__PROBLEM DESCRIPTION__. Your answer must be the full listing below, repeated exactly.

[RECORDS PROVIDED — start]

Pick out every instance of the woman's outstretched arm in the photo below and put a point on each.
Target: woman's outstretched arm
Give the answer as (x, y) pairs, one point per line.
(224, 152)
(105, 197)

[RECORDS PROVIDED — finish]

__RESPONSE TO THE TASK__.
Pick out every instance of the woman's outstretched arm in the photo below and put a point on each.
Target: woman's outstretched arm
Give the answer as (x, y) pairs, one point per line.
(224, 152)
(105, 197)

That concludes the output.